> _Task requirements_:
Transcribe all the records with complete accuracy.

> _Entries supplied_:
◇ ◇ ◇ ◇

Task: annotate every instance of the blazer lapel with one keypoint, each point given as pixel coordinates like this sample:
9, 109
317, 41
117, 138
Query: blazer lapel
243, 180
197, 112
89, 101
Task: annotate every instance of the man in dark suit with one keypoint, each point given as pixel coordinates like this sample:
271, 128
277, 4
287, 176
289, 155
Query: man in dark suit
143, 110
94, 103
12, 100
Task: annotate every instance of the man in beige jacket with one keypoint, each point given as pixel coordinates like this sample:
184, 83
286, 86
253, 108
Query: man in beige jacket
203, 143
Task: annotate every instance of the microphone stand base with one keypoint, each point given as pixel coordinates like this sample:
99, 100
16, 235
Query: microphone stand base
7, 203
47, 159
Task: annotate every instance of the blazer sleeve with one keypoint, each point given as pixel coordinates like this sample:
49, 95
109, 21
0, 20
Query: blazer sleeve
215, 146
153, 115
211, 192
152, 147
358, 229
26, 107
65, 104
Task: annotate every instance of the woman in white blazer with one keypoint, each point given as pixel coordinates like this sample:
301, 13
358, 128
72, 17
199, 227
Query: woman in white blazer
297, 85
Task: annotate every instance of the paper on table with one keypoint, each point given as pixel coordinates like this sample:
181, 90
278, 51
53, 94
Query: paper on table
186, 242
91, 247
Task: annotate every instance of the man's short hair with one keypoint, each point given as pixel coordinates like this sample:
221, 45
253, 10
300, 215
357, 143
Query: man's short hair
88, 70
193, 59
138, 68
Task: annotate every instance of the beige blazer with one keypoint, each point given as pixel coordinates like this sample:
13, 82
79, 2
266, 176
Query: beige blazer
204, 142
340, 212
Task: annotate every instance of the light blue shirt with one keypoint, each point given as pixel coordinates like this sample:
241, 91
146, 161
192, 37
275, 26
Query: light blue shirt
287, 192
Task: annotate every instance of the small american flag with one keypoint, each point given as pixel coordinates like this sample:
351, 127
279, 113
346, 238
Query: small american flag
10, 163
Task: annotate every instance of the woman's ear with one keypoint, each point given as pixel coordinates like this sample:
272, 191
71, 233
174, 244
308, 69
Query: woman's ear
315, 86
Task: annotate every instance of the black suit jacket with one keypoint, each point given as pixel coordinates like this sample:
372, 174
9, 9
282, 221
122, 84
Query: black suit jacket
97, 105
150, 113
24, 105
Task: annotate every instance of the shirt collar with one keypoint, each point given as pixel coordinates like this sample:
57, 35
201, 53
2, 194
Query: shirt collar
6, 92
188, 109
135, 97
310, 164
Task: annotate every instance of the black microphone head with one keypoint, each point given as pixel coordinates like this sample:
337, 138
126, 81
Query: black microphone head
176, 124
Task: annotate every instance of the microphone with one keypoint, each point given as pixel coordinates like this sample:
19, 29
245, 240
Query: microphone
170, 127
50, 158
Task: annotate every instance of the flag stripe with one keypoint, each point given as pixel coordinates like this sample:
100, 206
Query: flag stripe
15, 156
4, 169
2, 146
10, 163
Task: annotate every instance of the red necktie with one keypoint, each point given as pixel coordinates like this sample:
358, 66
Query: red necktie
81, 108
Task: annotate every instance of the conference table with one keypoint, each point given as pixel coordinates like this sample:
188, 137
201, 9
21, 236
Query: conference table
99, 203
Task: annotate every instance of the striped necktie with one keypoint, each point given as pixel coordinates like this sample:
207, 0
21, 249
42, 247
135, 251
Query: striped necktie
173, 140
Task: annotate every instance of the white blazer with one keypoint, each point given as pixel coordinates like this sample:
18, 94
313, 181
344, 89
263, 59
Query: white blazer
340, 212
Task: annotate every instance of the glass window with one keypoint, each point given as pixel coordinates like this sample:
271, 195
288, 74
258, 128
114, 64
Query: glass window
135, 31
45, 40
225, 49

◇ ◇ ◇ ◇

> _Output of the task_:
Task: annotate every instance of the blazer lapel with one keypoint, each point given as pixel coordinates like this sample:
9, 109
317, 41
117, 138
Query: blazer lapel
243, 180
197, 112
89, 101
Task: annotate every instance of the man in dark suit with one keypoint, each point given as pixel coordinates like this sample:
271, 128
277, 4
287, 176
289, 155
Query: man in dark suit
143, 110
94, 103
12, 100
Task: annotate every instance of the man in beige jacket with one keypoint, each point given as pixel coordinates like this sample:
184, 83
286, 86
253, 108
Query: man in beige jacket
203, 143
Task: annotate every instance of the microphone stand base with one keypoint, each point given as pixel coordinates like this sample:
99, 100
16, 235
Query: microphone stand base
7, 203
47, 159
Task: annotate every instance of the blazer sleeve with one keypoint, each point given as pixel coordinates like this sample:
49, 95
109, 21
0, 20
Query: blazer sleeve
215, 146
153, 115
211, 192
152, 147
358, 229
26, 107
65, 104
Task: annotate every instance of the woman in white blazer with one keypoint, each point given as pixel coordinates like this sample:
301, 13
358, 128
72, 17
199, 227
Query: woman in white blazer
297, 85
Task: annotate every instance of the paper on table with one keypoint, each point given as pixel coordinates like this sample:
181, 90
278, 51
53, 94
Query: paper on table
186, 242
91, 247
Task: annotate every instance of the man's short hair with one keypoint, each point given as pixel coordinates like this sample:
221, 45
253, 10
300, 215
357, 143
Query: man's short hair
88, 70
193, 59
138, 68
Task: annotate every instance of the beige blazer with one keypoint, each point given as pixel coordinates like this sample:
13, 82
79, 2
266, 176
Query: beige blazer
204, 142
340, 212
Task: annotate every instance of the light blue shirt with one keypoint, each point given as pixel coordinates like this sample:
241, 91
146, 161
192, 37
275, 26
Query: light blue shirt
287, 192
Task: annotate every instance of the small american flag with one keypoint, each point given as pixel coordinates like this sample:
351, 127
279, 113
346, 238
Query: small american flag
10, 163
Task: annotate every instance of the woman's ear with one keypoint, each point given as pixel coordinates like this sample:
272, 191
71, 233
174, 244
308, 69
Query: woman's ear
315, 86
Task: annotate every instance of the black suit jacket with one keypoint, each point given as pixel coordinates like this sample:
372, 174
9, 9
282, 221
122, 84
Query: black suit jacket
97, 105
150, 113
24, 105
Task: annotate every instance of the shirt collar with one keypoint, each point given as pixel coordinates like this sample:
57, 35
201, 53
2, 194
Query: shirt collar
6, 92
188, 109
135, 97
310, 164
Task: annotate every instance of the black microphone head with one keypoint, each point given as pixel coordinates like this sample:
337, 138
126, 81
Query: black microphone head
176, 124
Task: annotate every instance of the microphone with one keypoint, each point given as pixel coordinates like this sample:
19, 29
245, 240
Query: microphone
170, 127
50, 158
Task: annotate every instance of the flag stripe with one keypoint, each point given as pixel coordinates like this sample:
100, 206
Query: flag stripe
15, 156
4, 169
2, 146
10, 163
Task: annotate every instance of the red necktie with one keypoint, each point given as pixel coordinates like this sample:
358, 66
Query: red necktie
81, 108
Task: annotate every instance of the conference table with one keypoint, each point given as pixel coordinates like this sample:
188, 137
201, 9
21, 236
Query: conference table
99, 203
Task: annotate every instance of the striped necktie with one keypoint, each point given as pixel coordinates like this sample:
207, 0
21, 249
42, 247
135, 251
Query: striped necktie
173, 140
Task: annotate every instance of the white blazer with one keypoint, each point given as pixel coordinates like this sample:
18, 94
313, 181
344, 89
263, 59
Query: white blazer
340, 212
Task: annotate every instance of the glass window with one keypoint, each point given as pixel coordinates like this sample:
271, 195
288, 74
258, 128
114, 64
Query: glass window
135, 31
45, 40
225, 49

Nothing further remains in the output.